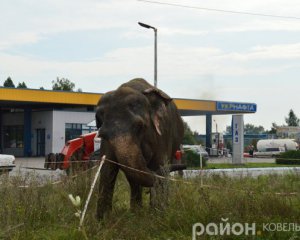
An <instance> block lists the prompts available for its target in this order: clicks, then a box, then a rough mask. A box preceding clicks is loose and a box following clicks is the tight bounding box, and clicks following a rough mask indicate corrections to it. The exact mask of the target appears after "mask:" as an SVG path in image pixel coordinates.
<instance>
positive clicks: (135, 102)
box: [95, 78, 184, 220]
mask: <svg viewBox="0 0 300 240" xmlns="http://www.w3.org/2000/svg"><path fill="white" fill-rule="evenodd" d="M95 118H96V124H97V128H98V129H99V130H98V131H99V132H98V135H99V136H100V137H101V147H100V157H101V156H103V155H105V156H106V158H107V159H109V160H111V161H113V162H115V163H116V164H114V163H112V162H109V161H105V162H104V164H103V167H102V170H101V174H100V182H99V197H98V205H97V218H98V219H99V220H100V219H103V217H104V216H105V215H106V214H107V213H109V212H110V211H111V209H112V198H113V191H114V185H115V181H116V178H117V174H118V172H119V170H120V169H121V170H122V171H123V172H124V173H125V176H126V178H127V180H128V182H129V185H130V190H131V195H130V207H131V208H135V207H139V206H142V187H150V188H153V187H154V186H155V184H156V183H158V182H161V181H159V180H158V179H157V177H156V175H155V174H158V175H165V174H167V173H168V171H173V170H181V169H183V168H184V166H177V167H176V165H172V163H173V162H172V161H173V159H174V156H175V152H176V150H177V149H179V146H180V144H181V141H182V139H183V133H184V128H183V121H182V119H181V116H180V115H179V112H178V110H177V107H176V105H175V104H174V102H173V100H172V99H171V98H170V97H169V96H168V95H167V94H166V93H164V92H163V91H162V90H160V89H158V88H156V87H154V86H152V85H150V84H149V83H148V82H147V81H146V80H144V79H142V78H136V79H132V80H131V81H129V82H127V83H124V84H122V85H121V86H120V87H119V88H117V89H116V90H114V91H110V92H107V93H105V94H104V95H103V96H102V97H101V98H100V100H99V102H98V104H97V107H96V114H95ZM118 164H119V165H118ZM125 166H127V167H125ZM131 168H134V169H137V170H139V171H142V172H137V171H133V170H132V169H131ZM145 172H146V173H147V174H145ZM150 198H151V197H150Z"/></svg>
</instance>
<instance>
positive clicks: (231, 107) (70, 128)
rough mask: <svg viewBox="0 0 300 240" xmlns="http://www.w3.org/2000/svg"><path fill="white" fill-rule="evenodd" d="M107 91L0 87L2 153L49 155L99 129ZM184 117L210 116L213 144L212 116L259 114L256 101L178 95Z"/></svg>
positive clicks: (208, 136)
mask: <svg viewBox="0 0 300 240" xmlns="http://www.w3.org/2000/svg"><path fill="white" fill-rule="evenodd" d="M102 95H103V94H100V93H82V92H64V91H48V90H35V89H19V88H3V87H1V88H0V153H3V154H12V155H15V156H17V157H21V156H45V155H46V154H48V153H51V152H60V151H61V149H62V148H63V146H64V144H65V142H66V141H67V140H70V139H73V138H75V137H77V136H79V135H81V134H85V133H88V132H90V131H94V130H96V129H95V127H93V126H90V125H89V124H88V123H90V122H91V121H93V120H94V119H95V106H96V104H97V102H98V100H99V99H100V98H101V96H102ZM174 102H175V104H176V105H177V107H178V109H179V111H180V114H181V116H200V115H202V116H206V147H211V145H212V143H211V132H212V116H213V115H220V114H227V115H228V114H230V115H235V114H239V115H242V114H247V113H255V112H256V110H257V106H256V104H255V103H243V102H226V101H208V100H196V99H179V98H174Z"/></svg>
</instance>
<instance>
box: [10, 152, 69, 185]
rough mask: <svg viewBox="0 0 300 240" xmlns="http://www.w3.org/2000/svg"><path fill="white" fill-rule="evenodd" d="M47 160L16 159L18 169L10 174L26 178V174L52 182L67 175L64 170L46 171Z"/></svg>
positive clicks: (16, 169) (11, 172) (35, 159)
mask: <svg viewBox="0 0 300 240" xmlns="http://www.w3.org/2000/svg"><path fill="white" fill-rule="evenodd" d="M44 162H45V158H41V157H36V158H16V161H15V164H16V167H15V168H14V169H13V170H12V171H11V172H10V173H9V175H10V176H18V175H22V176H25V175H26V174H35V175H37V176H39V177H42V178H45V179H49V180H50V181H51V180H53V181H54V180H57V179H59V178H60V177H61V176H62V175H66V173H65V171H62V170H59V169H57V170H55V171H54V170H46V169H44Z"/></svg>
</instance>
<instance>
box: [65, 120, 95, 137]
mask: <svg viewBox="0 0 300 240" xmlns="http://www.w3.org/2000/svg"><path fill="white" fill-rule="evenodd" d="M92 131H96V127H88V126H87V125H86V124H81V123H66V125H65V134H66V141H69V140H71V139H74V138H77V137H79V136H80V135H82V134H87V133H90V132H92Z"/></svg>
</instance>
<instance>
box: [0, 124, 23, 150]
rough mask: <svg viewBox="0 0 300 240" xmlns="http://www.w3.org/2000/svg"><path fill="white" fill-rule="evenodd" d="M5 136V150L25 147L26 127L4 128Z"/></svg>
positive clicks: (12, 127) (19, 126) (3, 130)
mask: <svg viewBox="0 0 300 240" xmlns="http://www.w3.org/2000/svg"><path fill="white" fill-rule="evenodd" d="M3 135H4V147H5V148H23V147H24V127H23V126H22V125H17V126H4V127H3Z"/></svg>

====================

__Exercise goal__
Leave out all pictures, then copy the remaining material exactly.

__Solution__
An <instance> block lists the prompts available for its target in this order: clicks, then a box, then a rough mask. A box preceding clicks is loose and a box following clicks is the tight bounding box, and clicks following a rough mask indicate corrections to it. The exact mask of the target appears after "mask:" as an SVG path in image pixel coordinates.
<instance>
positive clicks: (135, 102)
box: [95, 78, 184, 220]
mask: <svg viewBox="0 0 300 240" xmlns="http://www.w3.org/2000/svg"><path fill="white" fill-rule="evenodd" d="M95 118H96V124H97V128H98V129H99V130H98V131H99V132H98V135H99V136H100V137H101V147H100V157H101V156H103V155H105V156H106V158H107V159H109V160H111V161H113V162H115V163H116V164H114V163H112V162H109V161H105V162H104V164H103V167H102V170H101V174H100V182H99V197H98V205H97V218H98V219H99V220H100V219H103V217H104V216H105V215H106V214H107V213H109V212H110V211H111V209H112V198H113V191H114V185H115V181H116V178H117V174H118V172H119V170H120V169H121V170H122V171H123V172H124V173H125V176H126V178H127V180H128V182H129V185H130V190H131V195H130V207H131V208H135V207H139V206H142V187H150V188H153V187H154V186H155V184H156V183H158V182H161V181H159V180H158V179H157V177H156V175H155V174H158V175H165V174H167V173H168V171H173V170H181V169H183V168H184V166H177V167H176V165H172V163H173V162H172V161H173V159H174V156H175V152H176V150H177V149H179V146H180V144H181V141H182V139H183V133H184V128H183V121H182V119H181V116H180V115H179V112H178V110H177V107H176V105H175V104H174V102H173V100H172V99H171V98H170V97H169V96H168V95H167V94H166V93H164V92H163V91H162V90H160V89H158V88H156V87H154V86H152V85H150V84H149V83H148V82H147V81H146V80H144V79H142V78H136V79H132V80H131V81H129V82H127V83H124V84H122V85H121V86H120V87H119V88H117V89H116V90H114V91H110V92H107V93H105V94H104V95H103V96H102V97H101V98H100V100H99V102H98V104H97V107H96V114H95ZM118 164H119V165H118ZM125 166H127V167H125ZM131 168H134V169H137V170H139V171H142V172H137V171H133V170H132V169H131ZM145 172H146V173H147V174H145ZM150 198H151V197H150Z"/></svg>
</instance>
<instance>
positive clicks: (231, 107) (70, 128)
rough mask: <svg viewBox="0 0 300 240" xmlns="http://www.w3.org/2000/svg"><path fill="white" fill-rule="evenodd" d="M107 91L0 87L2 153L49 155L99 129ZM184 117L210 116L213 144L212 116L259 114L256 101L178 95Z"/></svg>
positive clicks: (208, 136)
mask: <svg viewBox="0 0 300 240" xmlns="http://www.w3.org/2000/svg"><path fill="white" fill-rule="evenodd" d="M102 95H103V94H100V93H82V92H64V91H48V90H35V89H19V88H3V87H1V88H0V153H3V154H12V155H15V156H17V157H21V156H45V155H46V154H48V153H51V152H60V151H61V149H62V148H63V146H64V144H65V142H66V141H67V140H70V139H73V138H75V137H77V136H79V135H81V134H85V133H88V132H90V131H94V130H96V129H95V127H93V126H90V125H89V124H88V123H90V122H91V121H93V120H94V119H95V106H96V104H97V102H98V100H99V99H100V98H101V96H102ZM174 102H175V104H176V105H177V107H178V109H179V111H180V114H181V116H200V115H202V116H206V147H211V145H212V143H211V132H212V116H213V115H220V114H227V115H228V114H230V115H235V114H239V115H242V114H247V113H255V112H256V110H257V106H256V104H255V103H243V102H226V101H208V100H196V99H179V98H174Z"/></svg>
</instance>
<instance>
box: [10, 152, 69, 185]
rough mask: <svg viewBox="0 0 300 240" xmlns="http://www.w3.org/2000/svg"><path fill="white" fill-rule="evenodd" d="M47 160L16 159L18 169L10 174L26 178V174L52 182L67 175L64 170L46 171Z"/></svg>
positive clicks: (16, 169) (11, 172) (35, 159)
mask: <svg viewBox="0 0 300 240" xmlns="http://www.w3.org/2000/svg"><path fill="white" fill-rule="evenodd" d="M44 162H45V158H41V157H36V158H16V161H15V164H16V167H15V168H14V169H13V170H12V171H11V172H10V173H9V175H10V176H18V175H22V176H25V175H26V174H35V175H37V176H39V177H42V178H45V179H49V180H50V181H51V180H53V181H54V180H57V179H59V178H60V177H61V176H62V175H66V173H65V171H62V170H59V169H57V170H55V171H54V170H46V169H44Z"/></svg>
</instance>
<instance>
box: [65, 120, 95, 137]
mask: <svg viewBox="0 0 300 240" xmlns="http://www.w3.org/2000/svg"><path fill="white" fill-rule="evenodd" d="M92 131H96V127H88V126H87V125H86V124H81V123H66V125H65V134H66V141H69V140H71V139H74V138H77V137H79V136H80V135H82V134H87V133H90V132H92Z"/></svg>
</instance>
<instance>
box: [0, 124, 23, 150]
rough mask: <svg viewBox="0 0 300 240" xmlns="http://www.w3.org/2000/svg"><path fill="white" fill-rule="evenodd" d="M5 136V150L25 147L26 127L4 128Z"/></svg>
positive clicks: (12, 127) (19, 126) (3, 130)
mask: <svg viewBox="0 0 300 240" xmlns="http://www.w3.org/2000/svg"><path fill="white" fill-rule="evenodd" d="M3 135H4V147H5V148H23V147H24V127H23V126H22V125H17V126H4V127H3Z"/></svg>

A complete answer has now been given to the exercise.